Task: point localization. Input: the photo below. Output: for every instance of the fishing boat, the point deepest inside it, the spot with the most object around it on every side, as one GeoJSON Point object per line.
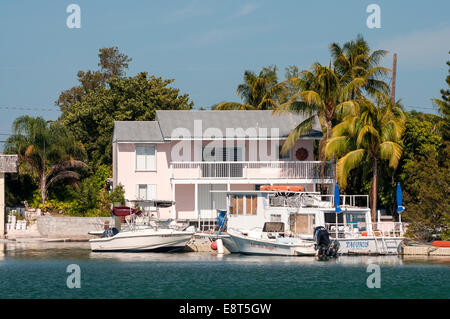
{"type": "Point", "coordinates": [143, 231]}
{"type": "Point", "coordinates": [264, 242]}
{"type": "Point", "coordinates": [350, 231]}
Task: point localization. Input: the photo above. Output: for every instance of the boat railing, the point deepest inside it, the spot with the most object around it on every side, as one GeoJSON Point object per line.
{"type": "Point", "coordinates": [363, 229]}
{"type": "Point", "coordinates": [315, 199]}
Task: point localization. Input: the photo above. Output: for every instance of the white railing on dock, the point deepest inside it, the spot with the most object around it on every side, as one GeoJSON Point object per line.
{"type": "Point", "coordinates": [315, 199]}
{"type": "Point", "coordinates": [362, 229]}
{"type": "Point", "coordinates": [263, 169]}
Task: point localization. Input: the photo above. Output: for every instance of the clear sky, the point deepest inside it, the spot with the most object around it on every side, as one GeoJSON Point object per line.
{"type": "Point", "coordinates": [207, 45]}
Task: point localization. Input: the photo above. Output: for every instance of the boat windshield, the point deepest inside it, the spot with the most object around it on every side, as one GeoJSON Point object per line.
{"type": "Point", "coordinates": [273, 227]}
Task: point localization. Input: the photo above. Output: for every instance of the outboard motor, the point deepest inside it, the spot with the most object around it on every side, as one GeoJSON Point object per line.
{"type": "Point", "coordinates": [325, 246]}
{"type": "Point", "coordinates": [110, 232]}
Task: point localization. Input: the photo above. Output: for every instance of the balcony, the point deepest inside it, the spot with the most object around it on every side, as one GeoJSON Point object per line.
{"type": "Point", "coordinates": [252, 170]}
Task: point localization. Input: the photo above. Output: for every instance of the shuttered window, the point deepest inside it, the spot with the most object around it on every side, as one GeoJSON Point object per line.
{"type": "Point", "coordinates": [222, 154]}
{"type": "Point", "coordinates": [145, 191]}
{"type": "Point", "coordinates": [145, 158]}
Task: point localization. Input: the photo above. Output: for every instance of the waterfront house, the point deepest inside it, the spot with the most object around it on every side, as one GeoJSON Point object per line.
{"type": "Point", "coordinates": [188, 156]}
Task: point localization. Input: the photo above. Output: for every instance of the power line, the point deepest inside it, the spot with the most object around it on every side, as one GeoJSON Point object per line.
{"type": "Point", "coordinates": [22, 108]}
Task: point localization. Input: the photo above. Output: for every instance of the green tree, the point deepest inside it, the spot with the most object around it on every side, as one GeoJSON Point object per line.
{"type": "Point", "coordinates": [354, 61]}
{"type": "Point", "coordinates": [324, 89]}
{"type": "Point", "coordinates": [137, 98]}
{"type": "Point", "coordinates": [370, 134]}
{"type": "Point", "coordinates": [112, 63]}
{"type": "Point", "coordinates": [319, 92]}
{"type": "Point", "coordinates": [46, 150]}
{"type": "Point", "coordinates": [258, 92]}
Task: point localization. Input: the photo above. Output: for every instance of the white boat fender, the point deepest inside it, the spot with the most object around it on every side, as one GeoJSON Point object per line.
{"type": "Point", "coordinates": [219, 246]}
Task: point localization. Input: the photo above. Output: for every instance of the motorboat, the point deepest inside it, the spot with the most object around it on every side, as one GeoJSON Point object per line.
{"type": "Point", "coordinates": [143, 231]}
{"type": "Point", "coordinates": [264, 242]}
{"type": "Point", "coordinates": [302, 213]}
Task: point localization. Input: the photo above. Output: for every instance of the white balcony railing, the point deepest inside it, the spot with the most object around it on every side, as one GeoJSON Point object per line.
{"type": "Point", "coordinates": [233, 170]}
········
PROBLEM DETAILS
Copy out every row above with "point localization" swapped for "point detection" and nothing else changed, leaving out the pictures.

RESULT FOR THIS TASK
Task: point detection. Input: the photo below. Output: for every instance of the fishing boat, the point deepest inside it, the spot with the most object around it on every side, as one GeoJSON Point object per line.
{"type": "Point", "coordinates": [143, 231]}
{"type": "Point", "coordinates": [264, 242]}
{"type": "Point", "coordinates": [350, 231]}
Task: point detection. Input: the photo above. Output: for every instance of the boat railing, the point deepest inside it, the spot with the most object around it on every side, as one GeoJSON Point object per line.
{"type": "Point", "coordinates": [363, 229]}
{"type": "Point", "coordinates": [315, 199]}
Task: point detection. Input: the photo above. Output: for every instance of the white railing on dock, the point deepest inside it, the spot with the most object around it on every side, as one GeoJSON Point object per line.
{"type": "Point", "coordinates": [315, 199]}
{"type": "Point", "coordinates": [362, 229]}
{"type": "Point", "coordinates": [263, 169]}
Task: point detection. Input: the photo above. Output: for every instance of the clear sky, the point deepest inside it, the spot with the most object around it on every side, as one GeoJSON Point object per line.
{"type": "Point", "coordinates": [207, 45]}
Task: point detection. Input: the photo above. Output: for every instance of the boat windshield, the point deepest inside it, the spot with the most object around it on every side, as one GeoJSON Point object per line.
{"type": "Point", "coordinates": [273, 227]}
Task: point detection. Input: the photo above. Output: for every instance of the outboard motor, the point deepest inside it, the spot with the most object around it on every side, as one GeoJSON Point object per line.
{"type": "Point", "coordinates": [325, 246]}
{"type": "Point", "coordinates": [110, 232]}
Task: point detection. Input: the photo above. Output: for every instance of the balcony, the point deepest inside it, the spot with the most object around it on every side, as one GeoJSON Point object per line.
{"type": "Point", "coordinates": [252, 170]}
Task: point detection. Input: the photo above. Output: for every instance of the shuttered window, the point deepest inside it, the spot with the most object around it on every side, as one GeoJSON Point object per line.
{"type": "Point", "coordinates": [222, 154]}
{"type": "Point", "coordinates": [145, 191]}
{"type": "Point", "coordinates": [145, 158]}
Task: point detection. Input: the photo above. Output: for every instance of the waterfront house, the point deepest inside it, the spot with the most object around it on every side, as one GeoJSON Point object per line.
{"type": "Point", "coordinates": [188, 156]}
Task: point detection. Input: the photo above. Output: for every instance of the power line, the point deepest inside it, the spot with the most object around it on every side, as one GeoJSON Point object per line.
{"type": "Point", "coordinates": [22, 108]}
Task: point detection. Input: the photo above. Output: for every instance of the green tree, the point deepest inside it, the spot with the most object around it on every side, as one GeoJSON Point object per line.
{"type": "Point", "coordinates": [354, 61]}
{"type": "Point", "coordinates": [324, 89]}
{"type": "Point", "coordinates": [137, 98]}
{"type": "Point", "coordinates": [370, 134]}
{"type": "Point", "coordinates": [112, 63]}
{"type": "Point", "coordinates": [319, 92]}
{"type": "Point", "coordinates": [46, 150]}
{"type": "Point", "coordinates": [258, 92]}
Task: point detection. Input: the photo above. Output: for every instance of the white boat fender, the point deepest inside it, the spot with the most object around it on every side, as one GeoJSON Point object per line.
{"type": "Point", "coordinates": [219, 246]}
Task: point detection. Input: the photo above. Output: for every instance of the motorboat, the point deepest inside it, the spot with the most object around it on every side, as one GeoJSON Point object per line.
{"type": "Point", "coordinates": [143, 231]}
{"type": "Point", "coordinates": [264, 242]}
{"type": "Point", "coordinates": [302, 213]}
Task: point detection. Input: the photo above. Output: for every instance of the white balcony railing, the point deepest inside it, the spot with the most object around it on every side, as one GeoJSON Point object per line.
{"type": "Point", "coordinates": [233, 170]}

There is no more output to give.